» **Stated task**: Could you transcribe the data below line for line, with no changes at all?

Coordinate annotation data
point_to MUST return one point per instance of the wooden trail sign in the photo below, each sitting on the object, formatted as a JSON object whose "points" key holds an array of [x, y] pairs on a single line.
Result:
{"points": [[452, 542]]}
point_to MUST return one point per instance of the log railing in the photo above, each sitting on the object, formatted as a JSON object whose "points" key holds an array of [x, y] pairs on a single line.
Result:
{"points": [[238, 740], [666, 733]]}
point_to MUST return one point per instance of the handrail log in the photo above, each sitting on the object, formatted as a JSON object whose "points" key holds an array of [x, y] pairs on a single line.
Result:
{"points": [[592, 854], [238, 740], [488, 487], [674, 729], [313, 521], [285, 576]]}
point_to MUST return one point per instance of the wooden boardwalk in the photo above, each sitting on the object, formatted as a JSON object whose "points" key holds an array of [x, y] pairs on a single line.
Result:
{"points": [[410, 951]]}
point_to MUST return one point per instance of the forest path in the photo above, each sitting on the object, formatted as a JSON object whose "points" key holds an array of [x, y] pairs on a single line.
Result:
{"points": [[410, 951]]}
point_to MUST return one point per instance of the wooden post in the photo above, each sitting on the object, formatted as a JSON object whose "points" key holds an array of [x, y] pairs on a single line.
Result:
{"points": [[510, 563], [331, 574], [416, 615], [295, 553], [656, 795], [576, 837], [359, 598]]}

» **Response to this task**:
point_to MUST return one point per instance of the wooden trail sign in the photo below, each sitting on the object, formatted as a JSON object whose "points" key holds an array of [x, y] pairs on a single line.
Result:
{"points": [[452, 542]]}
point_to MUST return one point per instance of the log railing in the photo above, each sitting on the object, formatted as a JSON object whose "points" key holds an array of [x, y] pairs on a single line.
Result:
{"points": [[238, 740], [666, 733]]}
point_to MUST return one point per instance of the handrail log in the photo above, each sitting on the object, formatted as a JSON object whose "points" key holds an array of [x, y] pairs on a single line.
Result:
{"points": [[592, 854], [238, 740], [488, 487], [674, 729], [313, 521], [285, 576]]}
point_to MUST return one point per instance of the wooden boardwalk in the photo above, each sitting on the object, formatted as a JSON object whose "points" key holds an array of [x, y] pairs on a single line.
Result:
{"points": [[410, 951]]}
point_to MUST return one point per instance of the forest path in the photo above, each sitting on the object, formatted as a JSON object whose "points" key holds an array of [x, y] pairs on a single line.
Result:
{"points": [[410, 951]]}
point_to MUST return one point per instance of the wooden post in the photo above, each sitting on the object, formatted as a JSON object whose "points" key holds an array of [x, y] pairs on a single line.
Result:
{"points": [[510, 563], [331, 574], [416, 615], [295, 553], [656, 795], [576, 837], [359, 598]]}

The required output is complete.